[Supplied material Boundary: Start]

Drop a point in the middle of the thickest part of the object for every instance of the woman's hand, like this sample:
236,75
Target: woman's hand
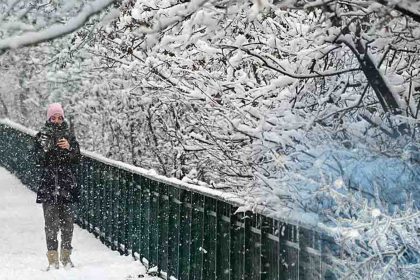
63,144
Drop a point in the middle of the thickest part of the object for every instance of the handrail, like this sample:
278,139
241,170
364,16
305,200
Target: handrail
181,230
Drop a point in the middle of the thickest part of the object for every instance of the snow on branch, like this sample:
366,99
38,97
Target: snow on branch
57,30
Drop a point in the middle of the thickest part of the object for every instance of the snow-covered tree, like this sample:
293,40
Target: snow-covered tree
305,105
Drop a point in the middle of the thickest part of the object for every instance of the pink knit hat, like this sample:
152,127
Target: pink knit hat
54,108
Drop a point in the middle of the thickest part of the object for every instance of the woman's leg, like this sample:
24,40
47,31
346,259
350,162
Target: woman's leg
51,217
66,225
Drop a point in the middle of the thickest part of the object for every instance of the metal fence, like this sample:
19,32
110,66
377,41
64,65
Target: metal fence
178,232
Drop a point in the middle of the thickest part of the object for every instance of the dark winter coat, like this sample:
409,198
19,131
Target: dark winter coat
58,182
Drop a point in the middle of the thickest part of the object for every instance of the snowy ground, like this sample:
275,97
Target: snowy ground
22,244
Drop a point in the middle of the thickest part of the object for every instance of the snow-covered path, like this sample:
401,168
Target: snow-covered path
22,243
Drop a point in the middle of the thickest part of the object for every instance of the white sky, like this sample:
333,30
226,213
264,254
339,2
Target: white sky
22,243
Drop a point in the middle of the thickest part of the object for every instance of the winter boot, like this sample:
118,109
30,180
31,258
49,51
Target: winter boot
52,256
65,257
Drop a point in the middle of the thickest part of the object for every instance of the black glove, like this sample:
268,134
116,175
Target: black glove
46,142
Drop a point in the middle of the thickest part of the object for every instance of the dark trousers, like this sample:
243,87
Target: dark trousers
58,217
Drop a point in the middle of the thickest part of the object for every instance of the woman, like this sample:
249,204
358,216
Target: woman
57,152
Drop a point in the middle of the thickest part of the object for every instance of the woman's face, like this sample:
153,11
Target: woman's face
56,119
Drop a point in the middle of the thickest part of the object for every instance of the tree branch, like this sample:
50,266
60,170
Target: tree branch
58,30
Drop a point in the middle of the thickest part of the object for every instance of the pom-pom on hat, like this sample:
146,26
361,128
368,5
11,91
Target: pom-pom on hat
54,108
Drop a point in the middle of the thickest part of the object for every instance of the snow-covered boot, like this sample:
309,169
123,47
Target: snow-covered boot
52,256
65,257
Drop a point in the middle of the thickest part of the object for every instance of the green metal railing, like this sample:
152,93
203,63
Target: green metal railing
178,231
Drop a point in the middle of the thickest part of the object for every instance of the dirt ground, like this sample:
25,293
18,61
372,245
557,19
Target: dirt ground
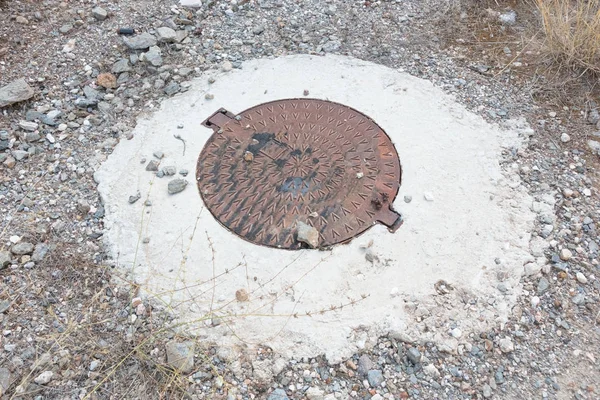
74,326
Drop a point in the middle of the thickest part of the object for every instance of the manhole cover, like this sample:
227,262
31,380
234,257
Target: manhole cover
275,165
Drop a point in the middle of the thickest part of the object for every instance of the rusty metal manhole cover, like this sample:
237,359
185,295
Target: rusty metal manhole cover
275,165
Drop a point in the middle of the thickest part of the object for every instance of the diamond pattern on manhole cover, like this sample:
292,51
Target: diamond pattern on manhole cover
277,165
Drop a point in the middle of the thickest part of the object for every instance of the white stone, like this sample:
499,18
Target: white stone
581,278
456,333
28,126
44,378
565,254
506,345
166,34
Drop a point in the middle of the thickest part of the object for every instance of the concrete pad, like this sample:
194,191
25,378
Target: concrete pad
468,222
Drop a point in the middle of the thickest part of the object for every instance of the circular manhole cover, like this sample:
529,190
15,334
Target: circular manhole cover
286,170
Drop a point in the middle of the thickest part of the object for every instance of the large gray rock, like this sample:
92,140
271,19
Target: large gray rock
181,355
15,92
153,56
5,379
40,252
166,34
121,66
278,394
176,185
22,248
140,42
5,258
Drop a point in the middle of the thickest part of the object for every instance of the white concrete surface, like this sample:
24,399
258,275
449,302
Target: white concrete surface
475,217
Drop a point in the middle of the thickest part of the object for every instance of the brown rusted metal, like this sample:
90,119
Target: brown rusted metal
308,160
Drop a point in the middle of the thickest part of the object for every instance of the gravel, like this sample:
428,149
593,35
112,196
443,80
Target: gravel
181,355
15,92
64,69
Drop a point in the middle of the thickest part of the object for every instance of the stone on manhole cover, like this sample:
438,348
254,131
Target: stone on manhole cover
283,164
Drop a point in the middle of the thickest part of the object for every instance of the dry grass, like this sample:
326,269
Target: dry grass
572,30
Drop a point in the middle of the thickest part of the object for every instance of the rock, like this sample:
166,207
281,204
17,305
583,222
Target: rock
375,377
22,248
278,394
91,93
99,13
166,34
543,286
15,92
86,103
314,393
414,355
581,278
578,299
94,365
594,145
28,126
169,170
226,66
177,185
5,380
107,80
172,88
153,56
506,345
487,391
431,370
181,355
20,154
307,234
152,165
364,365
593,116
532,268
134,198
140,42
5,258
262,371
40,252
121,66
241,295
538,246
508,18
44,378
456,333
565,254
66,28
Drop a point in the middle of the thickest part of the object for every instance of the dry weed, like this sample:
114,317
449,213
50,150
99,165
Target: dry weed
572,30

[Supplied material Boundary: End]
[Supplied material Boundary: Start]

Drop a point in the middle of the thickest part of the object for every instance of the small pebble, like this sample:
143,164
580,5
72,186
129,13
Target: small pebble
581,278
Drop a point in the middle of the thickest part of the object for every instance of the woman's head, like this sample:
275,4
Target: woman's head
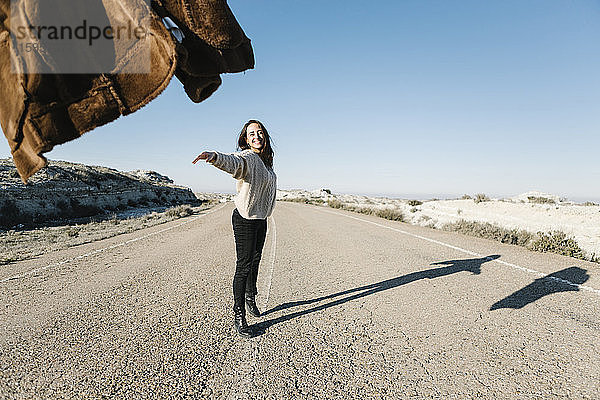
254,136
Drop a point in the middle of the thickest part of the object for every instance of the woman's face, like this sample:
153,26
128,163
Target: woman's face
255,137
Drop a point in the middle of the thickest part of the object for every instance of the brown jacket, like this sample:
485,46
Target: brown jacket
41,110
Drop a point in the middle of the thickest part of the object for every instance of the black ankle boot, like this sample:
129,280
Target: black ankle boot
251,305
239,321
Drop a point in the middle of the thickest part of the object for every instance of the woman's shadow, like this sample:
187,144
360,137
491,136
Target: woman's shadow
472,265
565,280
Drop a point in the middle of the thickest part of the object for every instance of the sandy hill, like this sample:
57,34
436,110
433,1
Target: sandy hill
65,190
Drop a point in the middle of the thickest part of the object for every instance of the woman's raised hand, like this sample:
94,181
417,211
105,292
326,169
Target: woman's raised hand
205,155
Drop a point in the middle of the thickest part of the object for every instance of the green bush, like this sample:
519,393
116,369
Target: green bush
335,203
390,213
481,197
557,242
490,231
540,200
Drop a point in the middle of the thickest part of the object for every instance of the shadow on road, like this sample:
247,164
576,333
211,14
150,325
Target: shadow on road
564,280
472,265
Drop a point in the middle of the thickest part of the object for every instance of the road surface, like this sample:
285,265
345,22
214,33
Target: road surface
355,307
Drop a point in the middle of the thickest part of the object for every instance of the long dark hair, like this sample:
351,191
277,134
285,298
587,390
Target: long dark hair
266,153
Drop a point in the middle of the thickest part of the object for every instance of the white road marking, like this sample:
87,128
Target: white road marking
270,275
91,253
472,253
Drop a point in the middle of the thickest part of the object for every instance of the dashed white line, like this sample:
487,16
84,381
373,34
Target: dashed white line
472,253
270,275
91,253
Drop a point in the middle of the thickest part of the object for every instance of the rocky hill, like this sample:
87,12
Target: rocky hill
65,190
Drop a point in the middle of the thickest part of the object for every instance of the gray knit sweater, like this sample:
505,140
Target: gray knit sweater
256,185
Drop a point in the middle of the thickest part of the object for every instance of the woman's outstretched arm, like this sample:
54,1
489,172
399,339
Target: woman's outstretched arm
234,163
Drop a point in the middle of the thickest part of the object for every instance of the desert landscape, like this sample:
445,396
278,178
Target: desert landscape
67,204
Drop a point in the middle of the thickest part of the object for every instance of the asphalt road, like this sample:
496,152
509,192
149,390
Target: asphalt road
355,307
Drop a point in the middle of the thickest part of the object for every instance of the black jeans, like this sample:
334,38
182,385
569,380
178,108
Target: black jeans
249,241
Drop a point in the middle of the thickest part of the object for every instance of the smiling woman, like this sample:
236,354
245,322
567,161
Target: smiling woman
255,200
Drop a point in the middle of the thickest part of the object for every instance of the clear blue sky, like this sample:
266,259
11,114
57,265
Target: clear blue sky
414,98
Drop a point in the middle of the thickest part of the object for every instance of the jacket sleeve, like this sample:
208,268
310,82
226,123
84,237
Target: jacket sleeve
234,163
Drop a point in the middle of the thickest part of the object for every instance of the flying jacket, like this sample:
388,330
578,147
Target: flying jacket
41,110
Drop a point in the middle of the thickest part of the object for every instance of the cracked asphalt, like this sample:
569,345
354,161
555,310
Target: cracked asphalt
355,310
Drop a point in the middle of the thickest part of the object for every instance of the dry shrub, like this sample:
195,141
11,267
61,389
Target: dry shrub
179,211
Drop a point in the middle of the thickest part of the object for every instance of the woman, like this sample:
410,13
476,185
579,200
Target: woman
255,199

[Supplied material Boundary: End]

Required work
Among the records above, locate the line containing "woman's hand, like" and the line containing "white sky, like", then transcribe exactly the lines starting at the first and ending at the second, with no pictures.

Solution to the exercise
Drop a point in the middle of the thickest part of the object for every instance of the woman's hand, like this sample:
236,75
Target: woman's hand
63,144
Drop a point in the middle of the thickest part of the object for every instance of the handrail, like this sample:
278,139
241,170
364,16
305,200
Target: handrail
181,230
Drop a point in the middle of the thickest part of the object for every instance of the snow on branch, like this sample:
366,99
38,97
Target: snow on branch
57,30
Drop a point in the middle of the thickest part of the object for every instance of the snow-covered tree, like this sample:
293,40
Target: snow-covered tree
305,105
Drop a point in the middle of the thickest part of the object for every instance of the pink knit hat, like this sample:
152,127
Target: pink knit hat
54,108
Drop a point in the middle of the thickest part of the object for every instance of the woman's leg, like this sample:
24,40
47,31
346,259
350,162
Target: woman's leg
51,217
66,225
Drop a point in the middle of the thickest part of the object for every instance of the metal fence, like this sample:
19,32
110,66
377,41
64,65
Target: metal fence
178,232
Drop a point in the middle of the thickest part of the object for every instance of the dark winter coat, like this sample:
409,198
19,131
Target: dark winter coat
58,182
Drop a point in the middle of the thickest part of the object for every instance of the snowy ground, like this sample:
275,97
Target: snowy ground
22,244
Drop a point in the middle of the thickest part of the object for every instance of the snow-covered path, like this sample:
401,168
Target: snow-covered path
22,243
Drop a point in the middle of the thickest part of the object for every instance of the white sky, like this sample:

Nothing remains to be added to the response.